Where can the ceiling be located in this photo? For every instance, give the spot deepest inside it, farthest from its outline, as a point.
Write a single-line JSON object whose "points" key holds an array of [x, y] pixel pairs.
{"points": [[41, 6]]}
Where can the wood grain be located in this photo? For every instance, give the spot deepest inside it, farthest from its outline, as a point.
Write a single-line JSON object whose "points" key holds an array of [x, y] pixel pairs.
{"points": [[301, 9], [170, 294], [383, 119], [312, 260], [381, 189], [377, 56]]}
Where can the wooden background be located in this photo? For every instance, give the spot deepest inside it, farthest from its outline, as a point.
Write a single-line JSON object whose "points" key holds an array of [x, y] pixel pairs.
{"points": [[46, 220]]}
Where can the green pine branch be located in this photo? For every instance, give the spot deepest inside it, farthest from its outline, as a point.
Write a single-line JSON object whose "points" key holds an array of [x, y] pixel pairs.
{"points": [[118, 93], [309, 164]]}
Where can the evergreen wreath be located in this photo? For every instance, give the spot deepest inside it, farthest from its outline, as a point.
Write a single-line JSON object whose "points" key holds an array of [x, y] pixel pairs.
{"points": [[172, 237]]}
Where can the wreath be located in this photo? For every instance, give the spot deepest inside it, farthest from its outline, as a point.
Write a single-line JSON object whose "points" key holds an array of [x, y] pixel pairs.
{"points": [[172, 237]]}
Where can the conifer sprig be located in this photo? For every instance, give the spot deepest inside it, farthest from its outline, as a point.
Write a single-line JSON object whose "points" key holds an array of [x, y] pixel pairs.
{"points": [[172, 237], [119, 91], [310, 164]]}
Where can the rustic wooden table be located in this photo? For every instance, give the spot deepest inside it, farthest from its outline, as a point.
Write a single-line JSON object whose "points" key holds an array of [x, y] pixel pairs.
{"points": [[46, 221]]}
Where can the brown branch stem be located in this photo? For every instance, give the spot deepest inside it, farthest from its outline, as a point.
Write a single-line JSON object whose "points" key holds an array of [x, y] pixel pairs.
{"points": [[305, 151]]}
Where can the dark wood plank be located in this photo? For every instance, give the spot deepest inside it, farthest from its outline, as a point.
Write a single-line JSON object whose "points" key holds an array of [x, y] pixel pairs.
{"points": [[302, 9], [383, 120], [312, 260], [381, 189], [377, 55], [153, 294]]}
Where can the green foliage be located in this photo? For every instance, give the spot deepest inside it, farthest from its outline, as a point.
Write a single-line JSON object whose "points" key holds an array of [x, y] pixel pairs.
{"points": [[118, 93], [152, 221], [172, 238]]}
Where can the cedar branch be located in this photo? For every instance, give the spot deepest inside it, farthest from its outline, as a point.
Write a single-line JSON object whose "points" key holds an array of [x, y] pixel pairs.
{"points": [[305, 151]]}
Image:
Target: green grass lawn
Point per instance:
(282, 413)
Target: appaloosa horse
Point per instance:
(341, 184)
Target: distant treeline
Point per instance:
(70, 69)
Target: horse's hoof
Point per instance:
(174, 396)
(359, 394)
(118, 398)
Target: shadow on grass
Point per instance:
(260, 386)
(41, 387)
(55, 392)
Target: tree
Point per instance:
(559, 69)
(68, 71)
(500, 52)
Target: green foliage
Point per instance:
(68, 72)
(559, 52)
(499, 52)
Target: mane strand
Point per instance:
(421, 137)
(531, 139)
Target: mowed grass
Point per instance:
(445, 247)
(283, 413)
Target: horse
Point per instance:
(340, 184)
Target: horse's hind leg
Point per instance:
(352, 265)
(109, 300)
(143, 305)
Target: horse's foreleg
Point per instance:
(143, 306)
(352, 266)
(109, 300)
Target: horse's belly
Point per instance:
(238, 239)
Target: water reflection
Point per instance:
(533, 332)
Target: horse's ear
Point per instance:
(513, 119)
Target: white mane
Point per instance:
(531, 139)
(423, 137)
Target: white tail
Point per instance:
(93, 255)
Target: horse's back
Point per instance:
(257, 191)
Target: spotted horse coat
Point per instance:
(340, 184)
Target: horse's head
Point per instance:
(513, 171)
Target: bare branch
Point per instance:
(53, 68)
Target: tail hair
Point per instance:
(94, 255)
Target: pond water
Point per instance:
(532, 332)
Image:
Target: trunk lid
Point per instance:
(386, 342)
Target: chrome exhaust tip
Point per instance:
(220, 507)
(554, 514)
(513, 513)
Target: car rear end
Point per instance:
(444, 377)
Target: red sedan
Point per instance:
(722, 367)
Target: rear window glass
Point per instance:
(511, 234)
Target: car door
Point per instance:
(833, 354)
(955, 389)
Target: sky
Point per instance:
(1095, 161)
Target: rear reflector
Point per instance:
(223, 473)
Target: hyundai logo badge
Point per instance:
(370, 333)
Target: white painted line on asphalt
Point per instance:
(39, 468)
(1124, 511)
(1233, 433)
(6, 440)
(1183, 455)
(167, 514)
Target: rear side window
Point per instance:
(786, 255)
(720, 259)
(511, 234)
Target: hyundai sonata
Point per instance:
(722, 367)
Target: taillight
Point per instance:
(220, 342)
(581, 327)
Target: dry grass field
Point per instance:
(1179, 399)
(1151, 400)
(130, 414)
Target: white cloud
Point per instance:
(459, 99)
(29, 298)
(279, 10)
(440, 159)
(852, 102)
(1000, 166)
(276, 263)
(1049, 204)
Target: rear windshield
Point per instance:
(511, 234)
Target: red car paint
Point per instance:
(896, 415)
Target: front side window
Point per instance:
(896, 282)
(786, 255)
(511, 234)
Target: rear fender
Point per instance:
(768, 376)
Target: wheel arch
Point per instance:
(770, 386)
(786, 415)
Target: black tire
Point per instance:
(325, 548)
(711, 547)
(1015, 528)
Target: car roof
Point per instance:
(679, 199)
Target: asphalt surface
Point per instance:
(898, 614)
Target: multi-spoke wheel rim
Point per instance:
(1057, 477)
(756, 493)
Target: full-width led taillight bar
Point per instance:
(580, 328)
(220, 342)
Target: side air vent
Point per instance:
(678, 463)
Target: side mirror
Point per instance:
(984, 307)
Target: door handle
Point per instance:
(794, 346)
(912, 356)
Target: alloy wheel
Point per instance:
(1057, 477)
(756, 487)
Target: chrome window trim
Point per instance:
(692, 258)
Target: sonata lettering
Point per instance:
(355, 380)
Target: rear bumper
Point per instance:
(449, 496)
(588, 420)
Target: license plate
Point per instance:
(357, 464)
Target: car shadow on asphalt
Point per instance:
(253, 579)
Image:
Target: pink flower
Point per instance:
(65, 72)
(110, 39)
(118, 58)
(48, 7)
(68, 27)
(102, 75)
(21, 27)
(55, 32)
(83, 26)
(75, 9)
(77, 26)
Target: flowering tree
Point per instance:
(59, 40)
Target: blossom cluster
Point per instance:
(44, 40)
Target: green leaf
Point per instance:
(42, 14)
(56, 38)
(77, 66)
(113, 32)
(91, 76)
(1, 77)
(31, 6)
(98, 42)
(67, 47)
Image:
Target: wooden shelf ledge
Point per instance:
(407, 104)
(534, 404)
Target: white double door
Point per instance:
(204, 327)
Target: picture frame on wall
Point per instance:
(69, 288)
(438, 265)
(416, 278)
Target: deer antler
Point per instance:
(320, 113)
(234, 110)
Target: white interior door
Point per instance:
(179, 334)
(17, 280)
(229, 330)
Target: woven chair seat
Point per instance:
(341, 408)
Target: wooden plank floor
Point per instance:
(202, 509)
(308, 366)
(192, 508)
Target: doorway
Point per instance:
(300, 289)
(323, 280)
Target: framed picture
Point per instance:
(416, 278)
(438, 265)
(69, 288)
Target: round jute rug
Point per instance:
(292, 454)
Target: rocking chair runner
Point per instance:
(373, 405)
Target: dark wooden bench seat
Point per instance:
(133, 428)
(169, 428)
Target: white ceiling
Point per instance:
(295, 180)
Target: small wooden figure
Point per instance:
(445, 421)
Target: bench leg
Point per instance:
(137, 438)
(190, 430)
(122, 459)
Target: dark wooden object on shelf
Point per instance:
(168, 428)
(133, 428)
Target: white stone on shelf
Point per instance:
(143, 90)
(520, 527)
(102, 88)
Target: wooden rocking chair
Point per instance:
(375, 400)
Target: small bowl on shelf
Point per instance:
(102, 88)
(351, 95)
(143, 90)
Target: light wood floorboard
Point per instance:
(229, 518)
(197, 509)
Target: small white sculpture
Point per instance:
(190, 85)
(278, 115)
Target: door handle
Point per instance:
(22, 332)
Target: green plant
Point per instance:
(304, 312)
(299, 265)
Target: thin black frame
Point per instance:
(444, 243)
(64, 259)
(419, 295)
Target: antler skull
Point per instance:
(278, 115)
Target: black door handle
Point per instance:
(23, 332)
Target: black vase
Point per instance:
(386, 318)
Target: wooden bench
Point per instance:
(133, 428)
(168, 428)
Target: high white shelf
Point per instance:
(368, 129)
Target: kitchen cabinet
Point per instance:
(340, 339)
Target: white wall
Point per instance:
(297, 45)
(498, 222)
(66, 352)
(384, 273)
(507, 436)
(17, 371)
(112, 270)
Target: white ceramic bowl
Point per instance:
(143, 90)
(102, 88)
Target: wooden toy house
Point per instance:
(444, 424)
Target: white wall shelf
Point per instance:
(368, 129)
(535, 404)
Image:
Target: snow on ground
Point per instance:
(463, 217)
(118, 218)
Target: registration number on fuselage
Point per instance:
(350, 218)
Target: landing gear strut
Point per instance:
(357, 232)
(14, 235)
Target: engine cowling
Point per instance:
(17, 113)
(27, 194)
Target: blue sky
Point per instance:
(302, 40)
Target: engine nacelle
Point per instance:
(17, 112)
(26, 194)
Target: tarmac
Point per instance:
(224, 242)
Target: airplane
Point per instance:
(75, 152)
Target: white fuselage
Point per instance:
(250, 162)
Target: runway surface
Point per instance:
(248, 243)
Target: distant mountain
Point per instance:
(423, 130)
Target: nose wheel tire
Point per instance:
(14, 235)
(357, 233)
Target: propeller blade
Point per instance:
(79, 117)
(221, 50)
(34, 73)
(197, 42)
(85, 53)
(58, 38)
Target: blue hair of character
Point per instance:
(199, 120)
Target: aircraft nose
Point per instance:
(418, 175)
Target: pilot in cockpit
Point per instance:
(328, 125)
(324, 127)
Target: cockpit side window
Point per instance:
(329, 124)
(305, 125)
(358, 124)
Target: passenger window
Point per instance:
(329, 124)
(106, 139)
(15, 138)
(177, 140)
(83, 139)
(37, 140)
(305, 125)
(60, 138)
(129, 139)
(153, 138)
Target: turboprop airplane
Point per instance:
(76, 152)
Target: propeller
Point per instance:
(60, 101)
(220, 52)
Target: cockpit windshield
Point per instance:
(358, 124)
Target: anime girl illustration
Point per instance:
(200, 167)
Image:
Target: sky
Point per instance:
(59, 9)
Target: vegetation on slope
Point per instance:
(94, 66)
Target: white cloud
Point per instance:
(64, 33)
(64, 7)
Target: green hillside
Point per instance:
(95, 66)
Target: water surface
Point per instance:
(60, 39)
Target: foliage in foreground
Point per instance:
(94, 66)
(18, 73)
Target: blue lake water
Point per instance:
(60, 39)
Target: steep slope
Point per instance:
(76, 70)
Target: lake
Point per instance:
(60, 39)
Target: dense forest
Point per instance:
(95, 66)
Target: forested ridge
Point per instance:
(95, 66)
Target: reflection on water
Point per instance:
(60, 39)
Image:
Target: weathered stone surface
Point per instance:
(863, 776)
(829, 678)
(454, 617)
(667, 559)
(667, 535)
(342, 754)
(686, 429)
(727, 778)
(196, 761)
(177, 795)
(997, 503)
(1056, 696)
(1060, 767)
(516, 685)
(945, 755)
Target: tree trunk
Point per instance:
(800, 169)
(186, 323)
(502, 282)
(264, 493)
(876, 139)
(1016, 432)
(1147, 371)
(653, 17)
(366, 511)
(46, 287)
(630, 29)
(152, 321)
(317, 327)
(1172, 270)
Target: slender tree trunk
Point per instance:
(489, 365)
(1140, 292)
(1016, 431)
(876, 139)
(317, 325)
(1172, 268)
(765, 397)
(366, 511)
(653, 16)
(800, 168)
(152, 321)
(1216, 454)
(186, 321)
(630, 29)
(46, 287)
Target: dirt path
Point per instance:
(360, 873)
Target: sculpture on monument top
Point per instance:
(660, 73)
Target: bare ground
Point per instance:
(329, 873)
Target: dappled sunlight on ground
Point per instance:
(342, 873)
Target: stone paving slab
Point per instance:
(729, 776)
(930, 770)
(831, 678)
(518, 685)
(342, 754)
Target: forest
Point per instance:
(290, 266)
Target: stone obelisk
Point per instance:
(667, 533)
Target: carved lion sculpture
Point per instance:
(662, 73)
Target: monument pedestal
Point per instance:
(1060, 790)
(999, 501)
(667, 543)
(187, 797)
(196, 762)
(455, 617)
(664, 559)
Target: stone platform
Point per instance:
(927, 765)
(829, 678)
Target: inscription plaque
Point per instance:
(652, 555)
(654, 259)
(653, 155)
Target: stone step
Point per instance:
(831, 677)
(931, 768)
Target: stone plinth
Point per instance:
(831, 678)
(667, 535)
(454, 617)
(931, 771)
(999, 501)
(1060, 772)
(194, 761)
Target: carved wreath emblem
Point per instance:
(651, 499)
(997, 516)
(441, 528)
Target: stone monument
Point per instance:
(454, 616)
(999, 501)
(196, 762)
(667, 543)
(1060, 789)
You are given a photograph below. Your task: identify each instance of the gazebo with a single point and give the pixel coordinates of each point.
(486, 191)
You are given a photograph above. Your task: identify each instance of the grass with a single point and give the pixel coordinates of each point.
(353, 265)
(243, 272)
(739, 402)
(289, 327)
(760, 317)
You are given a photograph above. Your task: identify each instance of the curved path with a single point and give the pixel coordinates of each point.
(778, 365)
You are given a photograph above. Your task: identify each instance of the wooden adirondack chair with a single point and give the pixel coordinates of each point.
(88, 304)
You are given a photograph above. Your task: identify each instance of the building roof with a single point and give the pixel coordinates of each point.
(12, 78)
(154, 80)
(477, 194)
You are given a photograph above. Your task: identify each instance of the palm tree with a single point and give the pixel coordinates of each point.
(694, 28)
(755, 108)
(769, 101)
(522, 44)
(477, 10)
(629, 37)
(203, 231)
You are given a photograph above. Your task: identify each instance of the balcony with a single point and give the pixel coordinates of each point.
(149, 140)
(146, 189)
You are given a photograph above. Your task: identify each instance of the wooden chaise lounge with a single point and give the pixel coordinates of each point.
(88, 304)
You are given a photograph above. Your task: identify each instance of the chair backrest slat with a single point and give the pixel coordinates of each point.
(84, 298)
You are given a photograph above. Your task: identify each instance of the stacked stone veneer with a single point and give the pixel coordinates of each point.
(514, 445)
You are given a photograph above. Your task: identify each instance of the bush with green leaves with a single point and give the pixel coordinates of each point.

_ _ _ _ _ _ _

What to do: The answer must consist of every line from the data that holds the string "blue".

Answer section:
Target: blue sky
Target: blue hair of character
Target: blue lake water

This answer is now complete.